→ **Aim of the task**: Which lines of the rows below contain the word "position"? Find them and copy each one out in full.

** START OF Records for processing **

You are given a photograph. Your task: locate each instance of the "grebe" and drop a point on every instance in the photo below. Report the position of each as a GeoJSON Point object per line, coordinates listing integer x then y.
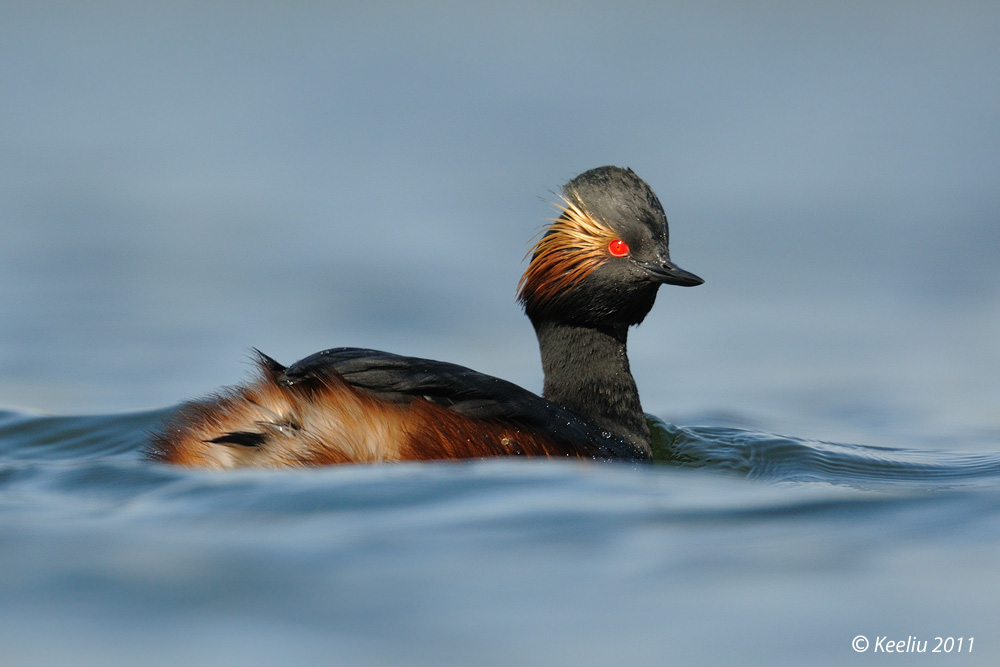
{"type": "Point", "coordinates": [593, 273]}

** END OF Records for processing **
** START OF Records for processing **

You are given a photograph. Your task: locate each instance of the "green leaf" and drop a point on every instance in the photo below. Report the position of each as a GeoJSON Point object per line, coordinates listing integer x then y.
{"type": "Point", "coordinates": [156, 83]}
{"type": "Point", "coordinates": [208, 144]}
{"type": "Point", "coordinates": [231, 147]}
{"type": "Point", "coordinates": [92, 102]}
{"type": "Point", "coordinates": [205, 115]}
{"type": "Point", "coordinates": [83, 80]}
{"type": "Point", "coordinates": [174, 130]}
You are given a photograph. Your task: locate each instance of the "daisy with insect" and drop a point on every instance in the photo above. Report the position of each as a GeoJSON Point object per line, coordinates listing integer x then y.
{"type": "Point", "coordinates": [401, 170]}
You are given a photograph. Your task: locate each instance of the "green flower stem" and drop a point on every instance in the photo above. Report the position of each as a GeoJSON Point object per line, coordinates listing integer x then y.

** END OF Records for processing **

→ **Result of the exercise**:
You are given a photograph. Your task: locate each instance of the "grebe" and drop a point on every instance in the photo below. Report the position of each as a GeoJSON Point object per line, coordinates listing integer x then y.
You are given a photograph. Your task: locate each instance of the "green leaf" and drop a point on every instance in the photo below. Report the position of each as a GeoJSON Point object per line, coordinates listing integer x then y.
You are given a photograph. Your task: locate each instance of the "daisy with insect" and drop a point on every instance in the photo above. Report the position of each as a GeoJSON Point object per line, coordinates listing integer x then y.
You are given a photograph. Your task: locate each instance of the "green flower stem" and drop a point on every instance in the photo above. Report the position of each as a GeoJSON Point object per line, coordinates listing integer x then y.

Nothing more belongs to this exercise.